EXERCISE TASK: Please rewrite every one of the rows below with "Target" changed to "Object" and nothing else altered.
- - -
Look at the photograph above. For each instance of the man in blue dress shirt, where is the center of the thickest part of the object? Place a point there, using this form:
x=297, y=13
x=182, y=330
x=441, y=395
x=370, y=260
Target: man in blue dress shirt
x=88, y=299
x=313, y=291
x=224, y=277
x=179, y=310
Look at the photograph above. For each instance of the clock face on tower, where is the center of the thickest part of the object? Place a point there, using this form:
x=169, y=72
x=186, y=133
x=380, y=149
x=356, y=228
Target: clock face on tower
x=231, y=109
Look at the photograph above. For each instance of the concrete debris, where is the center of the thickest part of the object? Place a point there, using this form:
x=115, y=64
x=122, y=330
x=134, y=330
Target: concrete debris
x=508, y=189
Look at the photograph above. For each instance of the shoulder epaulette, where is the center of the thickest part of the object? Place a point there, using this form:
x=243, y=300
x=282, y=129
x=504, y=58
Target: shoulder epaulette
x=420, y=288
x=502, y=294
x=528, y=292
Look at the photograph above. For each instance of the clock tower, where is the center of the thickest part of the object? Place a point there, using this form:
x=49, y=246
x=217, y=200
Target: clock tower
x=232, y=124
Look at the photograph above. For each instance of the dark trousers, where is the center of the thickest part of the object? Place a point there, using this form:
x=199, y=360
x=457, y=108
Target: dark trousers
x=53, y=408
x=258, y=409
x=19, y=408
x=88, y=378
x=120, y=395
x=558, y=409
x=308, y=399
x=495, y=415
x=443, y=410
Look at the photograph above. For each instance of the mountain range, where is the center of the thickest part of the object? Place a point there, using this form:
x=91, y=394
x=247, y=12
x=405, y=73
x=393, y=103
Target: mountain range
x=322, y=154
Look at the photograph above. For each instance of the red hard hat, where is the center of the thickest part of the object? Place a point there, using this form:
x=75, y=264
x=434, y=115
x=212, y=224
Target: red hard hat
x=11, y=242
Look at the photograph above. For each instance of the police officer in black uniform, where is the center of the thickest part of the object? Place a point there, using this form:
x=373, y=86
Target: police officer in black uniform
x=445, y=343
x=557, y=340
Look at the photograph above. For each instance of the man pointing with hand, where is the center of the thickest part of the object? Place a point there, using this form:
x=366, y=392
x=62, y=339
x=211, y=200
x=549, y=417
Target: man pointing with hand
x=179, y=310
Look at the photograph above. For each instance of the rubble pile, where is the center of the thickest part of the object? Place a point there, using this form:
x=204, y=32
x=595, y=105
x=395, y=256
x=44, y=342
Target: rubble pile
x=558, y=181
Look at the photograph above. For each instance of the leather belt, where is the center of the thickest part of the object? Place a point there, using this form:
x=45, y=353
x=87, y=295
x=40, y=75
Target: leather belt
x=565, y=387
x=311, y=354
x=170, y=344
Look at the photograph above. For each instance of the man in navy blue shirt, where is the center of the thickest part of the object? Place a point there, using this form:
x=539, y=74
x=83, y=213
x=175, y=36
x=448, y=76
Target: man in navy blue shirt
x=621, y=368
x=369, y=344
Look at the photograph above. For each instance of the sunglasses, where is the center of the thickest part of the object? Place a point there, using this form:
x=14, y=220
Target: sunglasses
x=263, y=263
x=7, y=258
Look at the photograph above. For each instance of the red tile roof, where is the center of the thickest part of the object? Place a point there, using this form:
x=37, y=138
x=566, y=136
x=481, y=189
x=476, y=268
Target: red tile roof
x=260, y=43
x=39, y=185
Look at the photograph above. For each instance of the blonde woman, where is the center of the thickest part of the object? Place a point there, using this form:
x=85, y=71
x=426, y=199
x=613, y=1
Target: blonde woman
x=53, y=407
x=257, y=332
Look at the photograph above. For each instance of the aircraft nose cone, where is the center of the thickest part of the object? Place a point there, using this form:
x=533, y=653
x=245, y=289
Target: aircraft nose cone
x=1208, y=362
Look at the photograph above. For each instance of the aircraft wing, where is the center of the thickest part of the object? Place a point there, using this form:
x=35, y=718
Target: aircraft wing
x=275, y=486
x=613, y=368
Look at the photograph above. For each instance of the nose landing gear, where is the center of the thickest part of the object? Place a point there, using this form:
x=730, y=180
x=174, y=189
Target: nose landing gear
- - -
REPLY TO THE TASK:
Look at the photograph above. For each instance of the man in blue dress shirt, where is the center of the thickest part of the object? Place a point there, using this form:
x=297, y=13
x=182, y=330
x=441, y=395
x=370, y=260
Object: man in blue dress shirt
x=88, y=299
x=313, y=291
x=224, y=277
x=179, y=310
Look at the photograph above. For each instance of the clock face on tower, where is the center of the thickest part of the object? Place a point there, using this form:
x=169, y=72
x=186, y=133
x=380, y=149
x=356, y=228
Object: clock face on tower
x=231, y=109
Look at the photograph above. For each instance of the concrete debris, where is the center of the thickest part of the object? Place a point there, using this form:
x=115, y=64
x=122, y=330
x=134, y=330
Object: concrete debris
x=508, y=189
Look at the photograph above. For each instance of the shoulder epaulette, where is the center of the thickest part of the object? Place a point there, using this form:
x=243, y=300
x=282, y=129
x=504, y=58
Object: shoulder epaulette
x=420, y=288
x=502, y=294
x=528, y=292
Look at the photograph above. For each instance of the clock tower, where is the center of the thickest part of the object? Place a point there, using this form:
x=49, y=246
x=217, y=200
Object: clock tower
x=232, y=124
Look at the photograph above. For each instance of the dark trousers, where is the center of the thickest part of the object? Place a point there, using this form:
x=199, y=360
x=457, y=108
Object: dark trousers
x=53, y=408
x=258, y=409
x=19, y=408
x=88, y=378
x=120, y=395
x=558, y=409
x=308, y=399
x=495, y=415
x=443, y=410
Look at the photograph above. For each instance of the mountain range, where is the center of the thickest part of the object? Place a point there, using this form:
x=91, y=394
x=247, y=12
x=405, y=73
x=393, y=103
Object: mountain range
x=322, y=154
Look at the photograph above. For each instance of the red hard hat, where is the center of the thickest part of the object? Place a point there, using this form:
x=75, y=264
x=434, y=115
x=212, y=224
Object: red hard hat
x=11, y=242
Look at the photograph above. For each instance of the police officer in black uniform, where is the center of the thickest part of the object? Place a point there, using this form:
x=373, y=86
Object: police officer in black uniform
x=445, y=343
x=557, y=340
Look at the photograph above. For each instance of the man pointing with hand, where is the center of the thickest part of the object? Place a point there, using this form:
x=366, y=392
x=62, y=339
x=211, y=200
x=549, y=417
Object: man pointing with hand
x=179, y=310
Look at the photograph above. For each instance of the rubble pile, where is the center of the thickest part of the object? Place a point there, using this form:
x=204, y=32
x=595, y=105
x=395, y=256
x=44, y=342
Object: rubble pile
x=558, y=181
Look at the photograph above. For each instance of the leather belt, where is the center of the thickest part of the object? Place a point there, using this form:
x=45, y=353
x=87, y=295
x=40, y=75
Object: leather belt
x=565, y=387
x=311, y=354
x=170, y=344
Look at the photograph above. For each instance of the man in navy blue shirt, where is the center of the thickest part of the object? Place a point there, using this form:
x=539, y=74
x=83, y=213
x=175, y=36
x=448, y=76
Object: man in navy blue shirt
x=621, y=368
x=369, y=344
Look at the photograph above. For each instance of the sunglasses, where is the center of the thickest part of the object? Place a point there, using this form:
x=14, y=220
Object: sunglasses
x=263, y=263
x=7, y=258
Look at the photograph above. For each instance of the red tile roof, where is the center of the thickest part of the object? Place a point there, using this form:
x=37, y=138
x=566, y=136
x=481, y=189
x=476, y=268
Object: red tile roof
x=260, y=43
x=39, y=185
Look at the photograph above. For each instance of the blonde woman, where is the center of the thickest part of the object? Place a point there, using this form:
x=85, y=71
x=426, y=199
x=613, y=1
Object: blonde woman
x=53, y=407
x=257, y=332
Look at the photograph above. For each instance of the aircraft nose cone, where is the center of the thickest part of the object? Place a point there, using this form:
x=533, y=653
x=245, y=289
Object: aircraft nose cone
x=1208, y=362
Look at the photograph above. For each instance of the aircraft wing, where is the center of the thickest part of the object? Place a point there, using this form:
x=35, y=718
Object: aircraft wing
x=275, y=486
x=613, y=368
Look at the photograph above. For each instance of the nose landing gear, where is the center of the thickest part of the object? Place a point there, using this form:
x=730, y=180
x=174, y=189
Object: nose landing gear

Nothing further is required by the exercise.